O artigo diferencia entre como as jogadoras em campo e no treino, por definição, são capazes de desafiar representações hegemônicas ao enfatizar o desempenho atlético. Fora do campo, as jogadoras ainda são empregadas para promover uma visão de gênero em consonância com a marca sexualizada da hierarquia do clube como Sereias da Vila. Cada episódio é narrado pela influência não reconhecida da tradição inventada do clube. Por exemplo, até a própria marca do clube tem procurado feminilizar o time como sereias, diferenciando-os da versão hegemônica masculina do time. A escolha de gênero de Sereias Como o nome do time é reveladora. O termo sereia é definido no dicionário como sendo proveniente “da mitologia nórdica, representada sob forma de metade peixe e metade mulher, com cantos muito suaves que atraíam os navegantes para a praia ou para os rochedos, com o objetivo de matá-los; sirena” (MICHAELIS, 2020) ou mais figurativamente como “qualquer mulher muito atraente” (MICHAELIS, 2020). Em ambas as definições, há um foco claro na aparência física da mulher, o que dá continuidade a uma longa tradição de objetificação das mulheres jogando futebol (BONFIM, 2019BONFIM, Aira. Football Feminino entre festas esportivas, circos e campos suburbanos: uma história social do futebol praticado por mulheres da introdução à proibição (1915-1941). 2019. 213 f. Dissertação (Mestrado) - Escola de Ciências Sociais da Fundação Getulio Vargas, Programa de Pós-Graduação em História, Política e Bens Culturais, Rio de Janeiro, 2019.).

4 RESULTADOS E DISCUSSÕES

A seção a seguir está dividida em duas partes - na primeira, explora como o clube representa as futebolistas, considerando como o clube organizou a final do Paulista feminino e dois compromissos fora de campo pelo Santos FC. Na segunda parte, considera como a agência das jogadoras, desde seu comportamento em treino até seu envolvimento no ativismo formal e informal, vai no sentido de questionar as representações de gênero acima mencionadas da primeira parte.

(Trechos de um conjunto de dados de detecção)

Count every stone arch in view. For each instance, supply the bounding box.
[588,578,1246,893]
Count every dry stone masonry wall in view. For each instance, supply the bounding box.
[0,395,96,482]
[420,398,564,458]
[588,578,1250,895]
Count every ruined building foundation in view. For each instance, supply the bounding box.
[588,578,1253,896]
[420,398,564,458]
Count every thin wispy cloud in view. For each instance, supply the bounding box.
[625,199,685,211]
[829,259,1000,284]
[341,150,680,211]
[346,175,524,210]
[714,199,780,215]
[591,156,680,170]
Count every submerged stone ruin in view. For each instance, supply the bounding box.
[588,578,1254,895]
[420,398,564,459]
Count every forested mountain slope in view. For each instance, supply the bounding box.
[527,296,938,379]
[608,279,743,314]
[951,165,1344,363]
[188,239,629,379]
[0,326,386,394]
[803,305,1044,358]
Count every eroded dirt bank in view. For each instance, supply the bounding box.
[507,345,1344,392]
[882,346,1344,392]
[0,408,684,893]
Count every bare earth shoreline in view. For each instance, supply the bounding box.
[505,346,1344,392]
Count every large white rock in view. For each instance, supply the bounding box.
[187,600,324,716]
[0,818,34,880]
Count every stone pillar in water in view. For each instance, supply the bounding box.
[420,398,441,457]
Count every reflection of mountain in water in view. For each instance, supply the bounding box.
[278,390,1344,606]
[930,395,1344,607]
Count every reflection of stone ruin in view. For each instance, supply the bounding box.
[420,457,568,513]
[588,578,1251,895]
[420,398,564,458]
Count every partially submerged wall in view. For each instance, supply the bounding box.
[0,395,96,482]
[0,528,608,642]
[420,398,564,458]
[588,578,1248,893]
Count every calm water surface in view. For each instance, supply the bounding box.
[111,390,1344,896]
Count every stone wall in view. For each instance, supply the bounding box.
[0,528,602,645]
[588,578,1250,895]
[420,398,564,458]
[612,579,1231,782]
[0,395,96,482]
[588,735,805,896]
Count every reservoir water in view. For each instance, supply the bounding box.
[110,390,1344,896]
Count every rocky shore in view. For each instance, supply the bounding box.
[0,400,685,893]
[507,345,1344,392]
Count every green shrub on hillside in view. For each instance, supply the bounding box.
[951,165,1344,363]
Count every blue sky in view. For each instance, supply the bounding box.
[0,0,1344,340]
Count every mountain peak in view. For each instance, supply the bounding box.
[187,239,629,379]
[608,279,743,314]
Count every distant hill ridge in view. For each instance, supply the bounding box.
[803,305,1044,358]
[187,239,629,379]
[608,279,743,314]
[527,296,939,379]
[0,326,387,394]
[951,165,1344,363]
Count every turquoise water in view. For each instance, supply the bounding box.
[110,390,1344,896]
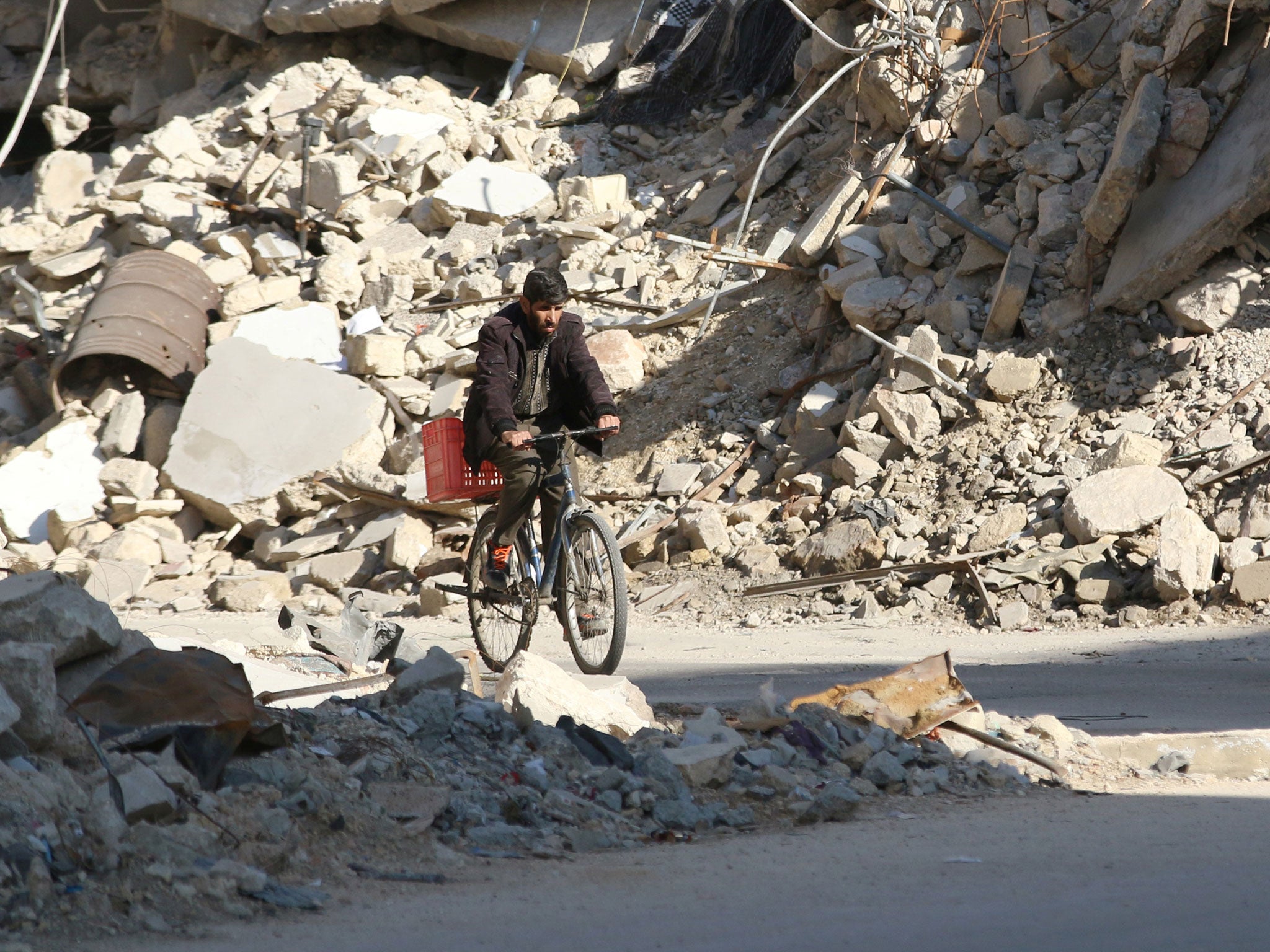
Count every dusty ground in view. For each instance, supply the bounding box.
[74,782,1270,952]
[55,613,1270,952]
[141,610,1270,734]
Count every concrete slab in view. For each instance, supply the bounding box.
[393,0,637,82]
[0,416,105,542]
[1093,730,1270,779]
[434,157,554,218]
[233,302,344,369]
[161,338,377,505]
[1095,53,1270,311]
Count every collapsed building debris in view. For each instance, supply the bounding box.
[0,573,1153,937]
[0,0,1270,654]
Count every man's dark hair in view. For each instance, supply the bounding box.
[521,268,569,305]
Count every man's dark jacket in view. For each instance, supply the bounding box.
[464,301,617,470]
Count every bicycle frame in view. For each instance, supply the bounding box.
[523,444,582,597]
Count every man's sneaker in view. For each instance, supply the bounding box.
[485,546,512,590]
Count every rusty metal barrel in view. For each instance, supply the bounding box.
[52,250,221,408]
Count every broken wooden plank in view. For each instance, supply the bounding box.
[742,549,1005,598]
[1195,453,1270,488]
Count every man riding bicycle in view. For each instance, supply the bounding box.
[464,268,621,589]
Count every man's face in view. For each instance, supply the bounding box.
[521,294,564,337]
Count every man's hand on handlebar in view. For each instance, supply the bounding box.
[499,430,533,449]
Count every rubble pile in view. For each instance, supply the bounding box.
[0,604,1107,937]
[0,0,1270,635]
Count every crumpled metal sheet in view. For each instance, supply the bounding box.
[790,651,978,738]
[71,647,285,790]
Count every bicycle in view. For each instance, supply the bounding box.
[437,426,626,674]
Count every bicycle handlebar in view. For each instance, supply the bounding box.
[521,426,617,447]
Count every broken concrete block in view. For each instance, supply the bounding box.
[1081,73,1166,244]
[433,156,554,219]
[0,641,58,750]
[76,555,154,607]
[1152,505,1220,602]
[790,519,887,575]
[1231,560,1270,606]
[864,387,943,447]
[1063,466,1186,542]
[344,334,406,377]
[1156,87,1212,179]
[141,400,182,470]
[389,645,468,705]
[842,275,908,332]
[221,274,300,326]
[847,56,927,132]
[983,245,1036,343]
[314,255,366,307]
[680,508,732,555]
[97,457,159,499]
[829,448,881,488]
[494,651,659,739]
[428,373,473,420]
[309,549,380,594]
[393,0,633,82]
[383,513,432,571]
[144,115,203,162]
[1095,51,1270,311]
[791,173,869,267]
[1161,258,1261,334]
[309,152,362,214]
[967,503,1028,552]
[1000,0,1076,120]
[39,103,93,149]
[1090,433,1165,472]
[34,150,94,221]
[587,330,647,394]
[662,741,737,787]
[208,573,291,612]
[0,416,105,542]
[233,302,342,367]
[100,390,146,458]
[984,354,1040,403]
[0,571,122,665]
[657,464,701,499]
[118,762,180,824]
[1046,10,1120,89]
[164,0,269,43]
[164,338,382,524]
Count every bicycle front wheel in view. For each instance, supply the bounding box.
[468,509,538,674]
[559,511,626,674]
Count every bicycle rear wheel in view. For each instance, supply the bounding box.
[468,509,538,674]
[559,510,626,674]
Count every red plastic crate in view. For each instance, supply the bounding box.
[419,416,503,503]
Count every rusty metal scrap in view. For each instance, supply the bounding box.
[790,651,978,739]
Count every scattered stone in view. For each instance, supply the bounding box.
[1063,466,1186,542]
[0,641,60,750]
[984,354,1040,403]
[1152,505,1220,602]
[494,651,657,738]
[1090,433,1165,472]
[0,571,123,665]
[967,503,1028,552]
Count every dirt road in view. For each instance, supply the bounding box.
[87,782,1270,952]
[144,612,1270,734]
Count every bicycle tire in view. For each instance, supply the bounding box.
[468,508,538,674]
[556,509,628,674]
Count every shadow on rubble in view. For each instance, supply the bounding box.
[605,276,815,469]
[637,630,1270,734]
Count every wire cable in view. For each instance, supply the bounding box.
[0,0,70,167]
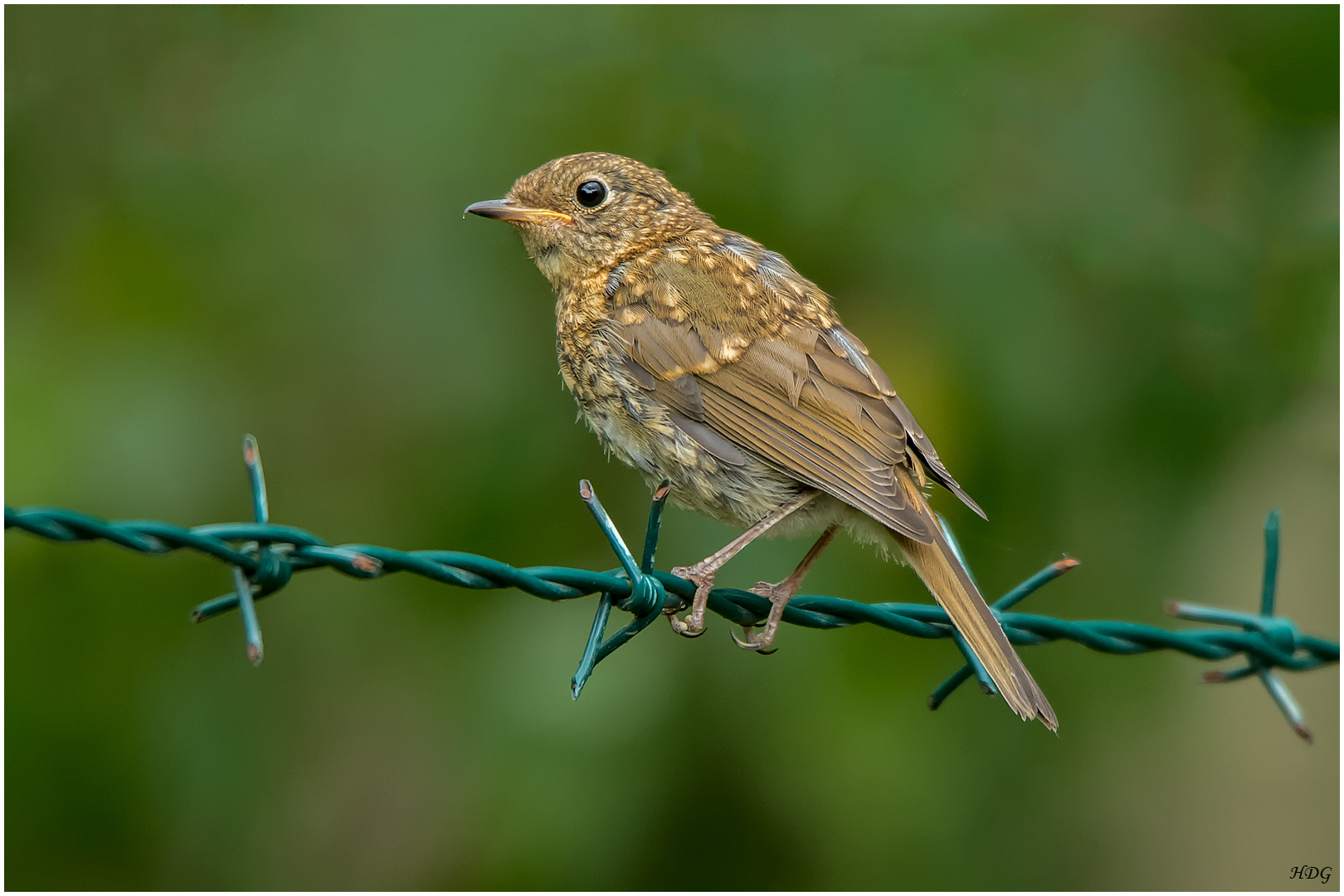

**TAREFAS:**
1. Liste todos os anos mencionados no texto sobre o time feminino do Santos, sem repetir nenhum.
2. Reproduza o trecho do texto sobre o time feminino do Santos que vai de "4 RESULTADOS E" até "da primeira parte.".
3. Segundo o texto sobre o time feminino do Santos, de qual mitologia o dicionário diz que provém o termo sereia?

**RESPOSTAS POR TAREFA:**
1. 2020, 2019, 1915, 1941

2.
4 RESULTADOS E DISCUSSÕES

A seção a seguir está dividida em duas partes - na primeira, explora como o clube representa as futebolistas, considerando como o clube organizou a final do Paulista feminino e dois compromissos fora de campo pelo Santos FC. Na segunda parte, considera como a agência das jogadoras, desde seu comportamento em treino até seu envolvimento no ativismo formal e informal, vai no sentido de questionar as representações de gênero acima mencionadas da primeira parte.

3. Da mitologia nórdica.